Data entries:
□ □ □ □ □ □ □

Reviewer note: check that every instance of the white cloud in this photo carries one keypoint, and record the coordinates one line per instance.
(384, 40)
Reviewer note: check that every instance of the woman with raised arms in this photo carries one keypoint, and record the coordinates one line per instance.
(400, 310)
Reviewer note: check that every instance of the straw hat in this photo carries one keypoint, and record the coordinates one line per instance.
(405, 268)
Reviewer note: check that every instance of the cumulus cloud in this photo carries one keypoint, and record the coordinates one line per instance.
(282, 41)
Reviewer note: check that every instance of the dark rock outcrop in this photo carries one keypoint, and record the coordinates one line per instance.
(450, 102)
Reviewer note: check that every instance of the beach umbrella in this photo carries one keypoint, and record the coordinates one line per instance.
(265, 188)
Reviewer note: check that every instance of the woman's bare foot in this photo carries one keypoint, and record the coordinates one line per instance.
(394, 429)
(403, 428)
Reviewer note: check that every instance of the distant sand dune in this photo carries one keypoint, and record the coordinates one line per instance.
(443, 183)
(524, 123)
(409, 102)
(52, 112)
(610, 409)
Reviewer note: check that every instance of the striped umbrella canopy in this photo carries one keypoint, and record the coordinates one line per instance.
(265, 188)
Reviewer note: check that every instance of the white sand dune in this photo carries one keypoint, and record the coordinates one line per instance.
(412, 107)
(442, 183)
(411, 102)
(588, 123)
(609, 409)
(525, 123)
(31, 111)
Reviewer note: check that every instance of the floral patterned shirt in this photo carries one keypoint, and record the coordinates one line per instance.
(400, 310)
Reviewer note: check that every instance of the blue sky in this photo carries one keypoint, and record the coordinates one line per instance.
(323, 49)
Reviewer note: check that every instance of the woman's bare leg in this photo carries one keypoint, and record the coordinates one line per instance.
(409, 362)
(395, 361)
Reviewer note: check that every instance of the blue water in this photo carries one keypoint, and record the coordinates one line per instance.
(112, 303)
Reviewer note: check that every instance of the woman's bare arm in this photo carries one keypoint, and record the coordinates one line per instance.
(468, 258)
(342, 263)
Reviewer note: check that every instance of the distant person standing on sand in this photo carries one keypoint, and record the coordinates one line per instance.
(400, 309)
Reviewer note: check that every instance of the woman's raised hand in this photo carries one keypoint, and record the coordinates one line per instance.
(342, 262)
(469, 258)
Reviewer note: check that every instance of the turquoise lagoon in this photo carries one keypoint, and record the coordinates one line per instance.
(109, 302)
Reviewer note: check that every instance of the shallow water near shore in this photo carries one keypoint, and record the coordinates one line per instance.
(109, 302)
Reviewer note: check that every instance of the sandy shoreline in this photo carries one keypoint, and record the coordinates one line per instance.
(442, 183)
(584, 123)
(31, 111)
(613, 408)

□ □ □ □ □ □ □

Task brief >> Edit the lines from the one containing "Reviewer note: check that every instance of the white sand" through the final line, replacing "bare" with "uncovered" and leaving everything else unchanged.

Reply >>
Reviewer note: check that every instance of the white sand dune in this photo carries one keypoint, and record the coordinates one line per instance.
(412, 107)
(442, 183)
(411, 102)
(588, 123)
(609, 409)
(525, 123)
(31, 111)
Reviewer note: check that every instance of the floral patterned shirt in this photo carries one keypoint, and record the coordinates one line per instance.
(400, 310)
Reviewer note: check that every instance of the blue sky in this photo carries one keypoint, and record the coordinates one line per instance.
(323, 49)
Reviewer note: check that every instance of the woman's uncovered leg in this photo carries one keypoint, and record the coordinates one line per instance.
(409, 362)
(395, 361)
Reviewer note: check that every instance of the blue water in this photo carries one keypoint, and record the coordinates one line per instance.
(112, 303)
Reviewer note: check that every instance of the woman's uncovered arm in this photo carries one keypoint, and record the coordinates one line per instance.
(468, 258)
(342, 263)
Reviewer note: check that every instance of the distant person standing on sand in this photo carries one keypoint, and record the coordinates one line per instance.
(400, 309)
Reviewer note: check that every instance of the woman's raised hand in this photo carries one keypoint, and record the coordinates one line per instance.
(342, 262)
(469, 258)
Reviewer note: check that every instance of the turquoise lagoon in this photo carries one keypoint, and record the coordinates one line per instance.
(109, 302)
Reviewer note: check that every instance of the shallow water near shore in this photo carries one keypoint, and record the coordinates one line per instance.
(109, 302)
Reviewer note: check that every instance of the sandy shoreline in this photo carries one keypoint, and record the coordinates one line per instance.
(442, 183)
(584, 123)
(31, 111)
(613, 408)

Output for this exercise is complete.